## ABOUT THIS TASK
Hunt for the word "window" across the entries below, copying each line that holds it.

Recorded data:
::::

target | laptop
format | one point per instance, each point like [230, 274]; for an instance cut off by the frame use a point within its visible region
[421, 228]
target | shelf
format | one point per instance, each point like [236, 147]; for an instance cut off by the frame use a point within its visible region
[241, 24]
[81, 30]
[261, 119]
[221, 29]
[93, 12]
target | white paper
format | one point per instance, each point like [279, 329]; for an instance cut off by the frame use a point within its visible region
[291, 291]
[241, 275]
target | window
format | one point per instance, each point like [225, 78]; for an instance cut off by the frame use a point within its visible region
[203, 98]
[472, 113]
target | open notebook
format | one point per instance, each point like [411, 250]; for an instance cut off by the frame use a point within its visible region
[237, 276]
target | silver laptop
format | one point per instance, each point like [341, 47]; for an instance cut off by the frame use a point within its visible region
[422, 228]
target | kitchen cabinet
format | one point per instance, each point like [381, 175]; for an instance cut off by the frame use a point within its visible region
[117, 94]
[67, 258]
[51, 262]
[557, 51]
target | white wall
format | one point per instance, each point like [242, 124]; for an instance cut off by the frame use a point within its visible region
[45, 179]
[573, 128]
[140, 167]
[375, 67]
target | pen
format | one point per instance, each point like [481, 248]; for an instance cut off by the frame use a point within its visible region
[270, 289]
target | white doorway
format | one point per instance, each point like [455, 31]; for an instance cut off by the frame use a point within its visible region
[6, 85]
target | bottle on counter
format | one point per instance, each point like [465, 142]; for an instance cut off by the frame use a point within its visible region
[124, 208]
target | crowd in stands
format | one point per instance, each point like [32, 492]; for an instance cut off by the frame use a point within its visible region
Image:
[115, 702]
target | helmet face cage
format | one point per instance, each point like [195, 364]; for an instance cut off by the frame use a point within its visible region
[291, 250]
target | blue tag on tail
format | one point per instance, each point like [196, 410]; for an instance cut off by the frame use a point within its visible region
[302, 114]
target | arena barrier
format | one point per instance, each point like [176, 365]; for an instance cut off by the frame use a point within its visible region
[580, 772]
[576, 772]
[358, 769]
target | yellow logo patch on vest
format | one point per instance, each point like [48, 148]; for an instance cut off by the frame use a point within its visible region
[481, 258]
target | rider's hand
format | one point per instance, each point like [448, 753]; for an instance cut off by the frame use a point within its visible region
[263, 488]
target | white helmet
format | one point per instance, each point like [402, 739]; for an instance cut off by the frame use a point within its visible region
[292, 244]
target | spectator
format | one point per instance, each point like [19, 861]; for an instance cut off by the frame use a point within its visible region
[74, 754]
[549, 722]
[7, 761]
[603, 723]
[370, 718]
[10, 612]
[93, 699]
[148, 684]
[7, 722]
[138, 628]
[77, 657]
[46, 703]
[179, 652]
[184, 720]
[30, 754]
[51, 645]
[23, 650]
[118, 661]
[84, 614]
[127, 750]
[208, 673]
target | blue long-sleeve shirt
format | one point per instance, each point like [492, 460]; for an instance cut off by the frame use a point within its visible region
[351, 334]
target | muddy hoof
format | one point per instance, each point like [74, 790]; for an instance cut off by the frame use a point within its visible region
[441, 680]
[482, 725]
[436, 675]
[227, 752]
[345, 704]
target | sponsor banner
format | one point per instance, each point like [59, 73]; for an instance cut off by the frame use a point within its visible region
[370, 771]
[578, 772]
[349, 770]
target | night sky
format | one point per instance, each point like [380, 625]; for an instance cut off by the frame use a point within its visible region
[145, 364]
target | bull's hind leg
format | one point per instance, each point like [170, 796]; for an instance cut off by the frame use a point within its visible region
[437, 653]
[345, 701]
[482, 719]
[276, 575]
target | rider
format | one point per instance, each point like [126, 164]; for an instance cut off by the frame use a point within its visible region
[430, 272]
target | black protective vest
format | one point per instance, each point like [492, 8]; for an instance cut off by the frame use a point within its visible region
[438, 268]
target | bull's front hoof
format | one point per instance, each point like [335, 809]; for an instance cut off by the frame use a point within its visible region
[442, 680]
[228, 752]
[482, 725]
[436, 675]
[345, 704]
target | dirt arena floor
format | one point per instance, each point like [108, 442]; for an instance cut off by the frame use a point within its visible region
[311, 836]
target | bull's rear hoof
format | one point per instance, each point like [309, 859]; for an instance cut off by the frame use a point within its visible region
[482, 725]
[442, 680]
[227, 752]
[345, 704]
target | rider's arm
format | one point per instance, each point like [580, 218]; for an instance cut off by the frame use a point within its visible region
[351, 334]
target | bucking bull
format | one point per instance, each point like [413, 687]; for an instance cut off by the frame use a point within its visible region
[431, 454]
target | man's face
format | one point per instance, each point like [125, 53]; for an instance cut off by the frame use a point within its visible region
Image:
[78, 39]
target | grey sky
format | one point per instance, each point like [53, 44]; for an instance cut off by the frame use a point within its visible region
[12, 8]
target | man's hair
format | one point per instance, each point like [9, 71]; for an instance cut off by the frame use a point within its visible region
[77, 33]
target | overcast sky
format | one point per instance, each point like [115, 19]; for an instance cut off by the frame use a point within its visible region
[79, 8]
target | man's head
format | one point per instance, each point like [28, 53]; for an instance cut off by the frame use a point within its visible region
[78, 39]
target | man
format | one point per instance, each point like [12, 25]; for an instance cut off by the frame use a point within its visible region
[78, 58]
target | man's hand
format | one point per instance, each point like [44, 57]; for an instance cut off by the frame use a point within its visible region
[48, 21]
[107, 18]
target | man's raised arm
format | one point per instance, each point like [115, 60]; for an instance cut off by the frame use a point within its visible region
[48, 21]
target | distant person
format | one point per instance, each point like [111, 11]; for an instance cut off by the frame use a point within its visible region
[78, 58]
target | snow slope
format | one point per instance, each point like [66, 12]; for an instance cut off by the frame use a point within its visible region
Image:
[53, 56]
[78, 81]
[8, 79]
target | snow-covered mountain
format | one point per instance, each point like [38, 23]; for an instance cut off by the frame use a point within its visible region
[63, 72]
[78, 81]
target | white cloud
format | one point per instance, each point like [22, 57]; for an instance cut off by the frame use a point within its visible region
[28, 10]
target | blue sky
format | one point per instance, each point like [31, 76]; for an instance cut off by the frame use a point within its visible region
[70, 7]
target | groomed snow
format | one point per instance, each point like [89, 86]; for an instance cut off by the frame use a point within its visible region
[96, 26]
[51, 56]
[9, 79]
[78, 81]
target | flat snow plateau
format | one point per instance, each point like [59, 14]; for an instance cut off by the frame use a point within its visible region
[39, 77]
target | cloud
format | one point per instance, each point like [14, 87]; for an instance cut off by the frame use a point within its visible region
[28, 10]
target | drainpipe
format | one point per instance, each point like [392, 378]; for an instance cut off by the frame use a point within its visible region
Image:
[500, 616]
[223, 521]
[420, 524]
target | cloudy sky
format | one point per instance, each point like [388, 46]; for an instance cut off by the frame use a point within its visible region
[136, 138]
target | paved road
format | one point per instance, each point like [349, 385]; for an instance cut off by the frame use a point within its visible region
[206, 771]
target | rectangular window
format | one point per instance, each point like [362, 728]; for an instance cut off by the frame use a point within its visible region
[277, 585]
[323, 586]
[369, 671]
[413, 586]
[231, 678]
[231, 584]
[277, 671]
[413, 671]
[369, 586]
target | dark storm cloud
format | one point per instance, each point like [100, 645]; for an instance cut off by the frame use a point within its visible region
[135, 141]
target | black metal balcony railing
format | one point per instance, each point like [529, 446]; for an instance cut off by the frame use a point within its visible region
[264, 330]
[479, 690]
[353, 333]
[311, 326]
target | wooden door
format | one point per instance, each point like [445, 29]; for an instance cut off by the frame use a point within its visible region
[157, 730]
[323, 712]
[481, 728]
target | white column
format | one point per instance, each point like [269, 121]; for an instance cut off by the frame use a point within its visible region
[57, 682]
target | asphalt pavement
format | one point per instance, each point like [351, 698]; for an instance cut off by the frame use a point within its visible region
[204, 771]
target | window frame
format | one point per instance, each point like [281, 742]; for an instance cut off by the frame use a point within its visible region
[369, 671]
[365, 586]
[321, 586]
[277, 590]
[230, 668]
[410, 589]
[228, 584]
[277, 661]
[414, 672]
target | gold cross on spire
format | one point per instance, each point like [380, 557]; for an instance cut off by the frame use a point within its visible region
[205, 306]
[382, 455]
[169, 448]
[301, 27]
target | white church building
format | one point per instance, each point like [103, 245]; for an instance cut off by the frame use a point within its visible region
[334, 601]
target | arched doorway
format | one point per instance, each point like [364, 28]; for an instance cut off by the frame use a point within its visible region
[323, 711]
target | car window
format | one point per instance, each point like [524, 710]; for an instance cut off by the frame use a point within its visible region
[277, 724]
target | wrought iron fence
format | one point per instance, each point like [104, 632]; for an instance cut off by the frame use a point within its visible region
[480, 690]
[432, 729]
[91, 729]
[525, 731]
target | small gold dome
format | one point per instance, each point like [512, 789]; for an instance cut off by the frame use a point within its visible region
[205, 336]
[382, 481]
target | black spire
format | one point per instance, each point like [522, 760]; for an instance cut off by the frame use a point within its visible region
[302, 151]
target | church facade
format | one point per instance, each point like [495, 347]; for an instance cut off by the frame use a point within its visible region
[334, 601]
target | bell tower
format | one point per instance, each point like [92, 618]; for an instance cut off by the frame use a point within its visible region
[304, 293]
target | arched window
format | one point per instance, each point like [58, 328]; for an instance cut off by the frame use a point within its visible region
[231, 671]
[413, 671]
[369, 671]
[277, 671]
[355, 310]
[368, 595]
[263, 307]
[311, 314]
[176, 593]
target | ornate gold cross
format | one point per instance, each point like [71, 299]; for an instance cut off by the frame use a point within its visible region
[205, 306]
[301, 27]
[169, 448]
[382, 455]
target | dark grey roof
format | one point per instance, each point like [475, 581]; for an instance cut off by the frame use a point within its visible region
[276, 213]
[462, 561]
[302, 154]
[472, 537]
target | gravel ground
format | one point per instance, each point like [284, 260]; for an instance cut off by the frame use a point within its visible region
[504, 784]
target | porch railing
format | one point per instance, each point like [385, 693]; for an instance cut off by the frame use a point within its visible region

::::

## RESPONSE BOX
target | window
target | rectangular window
target | window frame
target | car window
target | arched window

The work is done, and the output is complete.